*** Supplied material ***

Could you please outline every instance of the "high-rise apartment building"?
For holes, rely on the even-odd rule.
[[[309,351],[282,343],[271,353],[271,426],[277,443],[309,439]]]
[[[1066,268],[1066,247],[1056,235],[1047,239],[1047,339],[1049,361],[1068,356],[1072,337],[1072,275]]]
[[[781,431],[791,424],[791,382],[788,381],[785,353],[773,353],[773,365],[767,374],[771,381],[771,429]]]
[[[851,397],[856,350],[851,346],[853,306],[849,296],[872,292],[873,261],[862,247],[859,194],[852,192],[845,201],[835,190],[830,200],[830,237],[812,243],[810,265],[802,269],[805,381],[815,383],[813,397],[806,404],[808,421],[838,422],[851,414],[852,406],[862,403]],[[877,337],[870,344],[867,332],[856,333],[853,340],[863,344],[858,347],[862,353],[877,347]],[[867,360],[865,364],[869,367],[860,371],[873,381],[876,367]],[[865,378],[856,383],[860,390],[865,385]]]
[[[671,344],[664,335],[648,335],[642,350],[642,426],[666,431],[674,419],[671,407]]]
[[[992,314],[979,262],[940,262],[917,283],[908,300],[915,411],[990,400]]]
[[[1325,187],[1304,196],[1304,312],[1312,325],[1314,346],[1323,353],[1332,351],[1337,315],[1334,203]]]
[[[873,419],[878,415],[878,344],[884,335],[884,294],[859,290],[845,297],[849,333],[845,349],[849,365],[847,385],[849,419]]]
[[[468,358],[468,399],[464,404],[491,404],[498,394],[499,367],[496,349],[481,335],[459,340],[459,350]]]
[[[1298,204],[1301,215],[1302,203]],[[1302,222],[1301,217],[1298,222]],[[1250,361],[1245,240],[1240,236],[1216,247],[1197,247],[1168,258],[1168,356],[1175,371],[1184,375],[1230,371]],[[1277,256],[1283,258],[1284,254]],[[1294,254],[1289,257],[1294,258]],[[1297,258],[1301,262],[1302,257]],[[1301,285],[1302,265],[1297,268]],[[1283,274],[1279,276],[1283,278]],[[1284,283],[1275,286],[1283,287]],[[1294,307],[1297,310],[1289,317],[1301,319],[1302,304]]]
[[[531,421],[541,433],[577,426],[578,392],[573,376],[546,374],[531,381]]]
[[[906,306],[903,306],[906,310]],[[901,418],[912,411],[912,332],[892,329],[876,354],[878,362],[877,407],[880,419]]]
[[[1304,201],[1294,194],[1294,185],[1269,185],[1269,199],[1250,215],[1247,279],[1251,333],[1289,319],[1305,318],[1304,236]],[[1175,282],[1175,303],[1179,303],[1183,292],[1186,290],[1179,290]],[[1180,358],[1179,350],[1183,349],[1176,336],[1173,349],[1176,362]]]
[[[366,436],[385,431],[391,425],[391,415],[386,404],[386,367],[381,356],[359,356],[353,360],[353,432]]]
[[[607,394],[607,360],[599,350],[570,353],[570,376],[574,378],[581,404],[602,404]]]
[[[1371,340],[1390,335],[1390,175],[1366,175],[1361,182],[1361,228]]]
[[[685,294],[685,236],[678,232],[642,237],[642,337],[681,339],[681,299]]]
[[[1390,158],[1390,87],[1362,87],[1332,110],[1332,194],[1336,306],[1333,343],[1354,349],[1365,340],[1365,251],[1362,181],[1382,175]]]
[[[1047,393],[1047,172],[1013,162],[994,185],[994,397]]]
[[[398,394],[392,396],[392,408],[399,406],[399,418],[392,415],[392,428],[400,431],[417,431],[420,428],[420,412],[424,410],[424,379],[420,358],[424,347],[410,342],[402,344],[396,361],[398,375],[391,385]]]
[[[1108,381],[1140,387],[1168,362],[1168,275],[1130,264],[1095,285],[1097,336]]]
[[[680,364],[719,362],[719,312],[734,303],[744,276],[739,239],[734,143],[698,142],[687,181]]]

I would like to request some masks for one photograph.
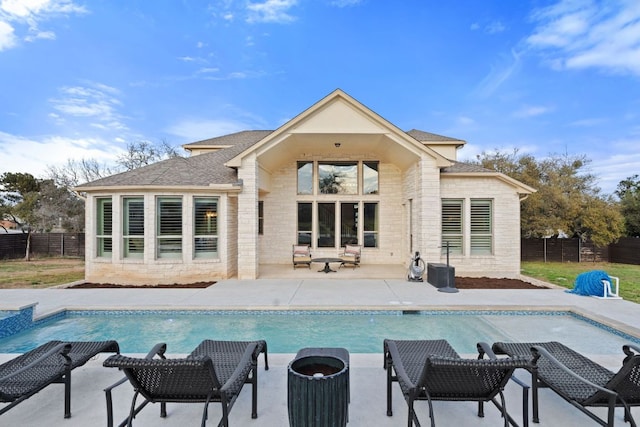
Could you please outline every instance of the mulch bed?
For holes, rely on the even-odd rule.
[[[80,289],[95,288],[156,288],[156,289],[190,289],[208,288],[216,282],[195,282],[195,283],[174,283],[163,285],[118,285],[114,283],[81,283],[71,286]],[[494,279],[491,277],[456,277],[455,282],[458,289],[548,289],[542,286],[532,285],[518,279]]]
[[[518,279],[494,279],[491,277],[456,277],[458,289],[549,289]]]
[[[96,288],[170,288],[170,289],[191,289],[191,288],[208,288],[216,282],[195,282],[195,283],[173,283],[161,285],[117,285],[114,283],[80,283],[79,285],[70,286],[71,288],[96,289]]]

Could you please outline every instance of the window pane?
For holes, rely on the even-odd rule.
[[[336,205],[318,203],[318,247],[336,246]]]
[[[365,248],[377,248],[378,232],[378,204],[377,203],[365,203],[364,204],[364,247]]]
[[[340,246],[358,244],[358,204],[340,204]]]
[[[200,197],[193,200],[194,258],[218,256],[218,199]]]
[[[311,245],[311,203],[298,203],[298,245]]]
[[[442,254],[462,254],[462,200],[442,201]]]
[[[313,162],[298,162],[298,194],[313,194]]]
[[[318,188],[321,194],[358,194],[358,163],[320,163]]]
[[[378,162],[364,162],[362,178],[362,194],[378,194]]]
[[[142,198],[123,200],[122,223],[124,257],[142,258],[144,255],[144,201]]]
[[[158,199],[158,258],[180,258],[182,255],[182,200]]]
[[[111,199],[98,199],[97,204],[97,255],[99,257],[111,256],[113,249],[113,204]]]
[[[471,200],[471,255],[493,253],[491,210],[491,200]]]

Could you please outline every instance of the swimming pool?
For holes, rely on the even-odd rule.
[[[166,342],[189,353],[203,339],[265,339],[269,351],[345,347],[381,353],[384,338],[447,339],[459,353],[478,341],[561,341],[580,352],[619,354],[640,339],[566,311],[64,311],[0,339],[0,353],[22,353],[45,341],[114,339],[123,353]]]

***
*** Supplied material ***

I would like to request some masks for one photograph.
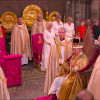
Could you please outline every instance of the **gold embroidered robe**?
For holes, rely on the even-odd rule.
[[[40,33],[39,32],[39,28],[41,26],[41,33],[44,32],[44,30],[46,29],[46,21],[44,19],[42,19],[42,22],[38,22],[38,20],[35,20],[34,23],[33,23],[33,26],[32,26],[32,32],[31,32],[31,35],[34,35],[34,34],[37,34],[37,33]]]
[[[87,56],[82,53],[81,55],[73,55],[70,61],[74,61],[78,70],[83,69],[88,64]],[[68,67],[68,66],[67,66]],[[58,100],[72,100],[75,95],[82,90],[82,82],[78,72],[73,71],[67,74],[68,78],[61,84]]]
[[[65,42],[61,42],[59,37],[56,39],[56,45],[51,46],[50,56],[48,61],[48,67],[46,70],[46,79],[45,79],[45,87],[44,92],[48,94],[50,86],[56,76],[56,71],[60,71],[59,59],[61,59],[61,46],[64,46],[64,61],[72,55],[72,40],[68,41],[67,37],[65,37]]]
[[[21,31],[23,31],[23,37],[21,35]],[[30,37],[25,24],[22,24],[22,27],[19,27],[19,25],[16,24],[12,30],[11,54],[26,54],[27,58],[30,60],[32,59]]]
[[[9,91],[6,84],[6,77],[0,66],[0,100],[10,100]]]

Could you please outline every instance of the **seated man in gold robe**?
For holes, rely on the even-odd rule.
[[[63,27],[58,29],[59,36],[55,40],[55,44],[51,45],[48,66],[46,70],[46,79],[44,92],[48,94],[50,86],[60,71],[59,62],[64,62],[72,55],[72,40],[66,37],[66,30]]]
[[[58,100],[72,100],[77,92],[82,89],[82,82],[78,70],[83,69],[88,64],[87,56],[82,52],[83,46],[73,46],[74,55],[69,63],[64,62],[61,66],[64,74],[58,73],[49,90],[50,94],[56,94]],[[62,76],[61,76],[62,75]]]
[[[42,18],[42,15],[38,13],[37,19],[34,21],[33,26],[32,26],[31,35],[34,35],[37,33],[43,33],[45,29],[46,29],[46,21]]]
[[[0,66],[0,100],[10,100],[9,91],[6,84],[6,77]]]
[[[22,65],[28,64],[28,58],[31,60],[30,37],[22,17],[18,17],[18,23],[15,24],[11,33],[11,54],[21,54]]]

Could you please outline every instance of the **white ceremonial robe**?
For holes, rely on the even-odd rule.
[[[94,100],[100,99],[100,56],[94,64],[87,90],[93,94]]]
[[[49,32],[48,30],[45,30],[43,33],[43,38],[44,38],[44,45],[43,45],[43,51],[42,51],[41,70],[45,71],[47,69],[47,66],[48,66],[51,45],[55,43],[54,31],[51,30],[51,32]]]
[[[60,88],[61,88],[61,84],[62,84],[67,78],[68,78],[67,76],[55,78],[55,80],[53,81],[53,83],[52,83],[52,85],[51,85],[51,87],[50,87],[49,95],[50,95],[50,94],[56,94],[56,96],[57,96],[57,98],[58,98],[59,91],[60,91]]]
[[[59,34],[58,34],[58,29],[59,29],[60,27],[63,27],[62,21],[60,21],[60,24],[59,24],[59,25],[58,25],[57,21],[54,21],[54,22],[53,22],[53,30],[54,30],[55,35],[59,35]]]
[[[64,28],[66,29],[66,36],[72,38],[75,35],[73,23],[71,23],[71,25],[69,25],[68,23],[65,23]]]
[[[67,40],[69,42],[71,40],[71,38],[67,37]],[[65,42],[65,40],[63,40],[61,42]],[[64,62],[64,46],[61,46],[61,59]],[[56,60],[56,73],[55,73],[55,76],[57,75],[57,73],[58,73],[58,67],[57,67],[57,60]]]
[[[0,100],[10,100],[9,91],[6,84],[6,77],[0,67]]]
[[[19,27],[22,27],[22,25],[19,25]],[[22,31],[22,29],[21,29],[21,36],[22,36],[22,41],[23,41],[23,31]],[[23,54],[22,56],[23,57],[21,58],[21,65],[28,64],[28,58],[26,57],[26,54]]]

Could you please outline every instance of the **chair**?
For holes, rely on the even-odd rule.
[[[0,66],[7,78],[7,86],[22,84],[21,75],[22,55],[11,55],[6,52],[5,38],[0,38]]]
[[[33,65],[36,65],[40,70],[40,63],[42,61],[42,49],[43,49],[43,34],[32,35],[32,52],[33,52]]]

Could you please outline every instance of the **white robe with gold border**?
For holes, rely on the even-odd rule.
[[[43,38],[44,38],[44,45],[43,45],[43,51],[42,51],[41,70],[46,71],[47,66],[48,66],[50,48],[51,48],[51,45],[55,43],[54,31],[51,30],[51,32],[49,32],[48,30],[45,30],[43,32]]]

***

● What you should do: Reproduce verbatim every line of the records from the one containing "the **white ceremonial robe**?" through the one containing "[[[0,100],[10,100],[9,91],[6,84],[6,77],[0,67]]]", with both of those lines included.

● Reply to the task:
Could you please outline every instance of the **white ceremonial robe**?
For holes, rely on the even-odd rule.
[[[94,100],[100,99],[100,56],[94,64],[87,90],[93,94]]]
[[[49,32],[48,30],[45,30],[43,33],[43,38],[44,38],[44,45],[43,45],[43,51],[42,51],[41,70],[45,71],[47,69],[47,66],[48,66],[51,45],[55,43],[54,31],[51,30],[51,32]]]
[[[60,88],[61,88],[61,84],[62,84],[67,78],[68,78],[67,76],[55,78],[55,80],[53,81],[53,83],[52,83],[52,85],[51,85],[51,87],[50,87],[49,95],[50,95],[50,94],[56,94],[56,96],[57,96],[57,98],[58,98],[59,91],[60,91]]]
[[[59,34],[58,34],[58,29],[59,29],[60,27],[63,27],[62,21],[60,21],[60,24],[59,24],[59,25],[58,25],[57,21],[54,21],[54,22],[53,22],[53,30],[54,30],[55,35],[59,35]]]
[[[64,28],[66,29],[66,36],[72,38],[75,35],[73,23],[71,23],[71,25],[69,25],[68,23],[65,23]]]
[[[67,40],[69,42],[71,40],[71,38],[67,37]],[[65,42],[65,40],[63,40],[61,42]],[[64,62],[64,46],[61,46],[61,59]],[[56,60],[56,73],[55,73],[55,76],[57,75],[57,73],[58,73],[58,67],[57,67],[57,60]]]
[[[0,100],[10,100],[9,91],[6,84],[6,77],[0,67]]]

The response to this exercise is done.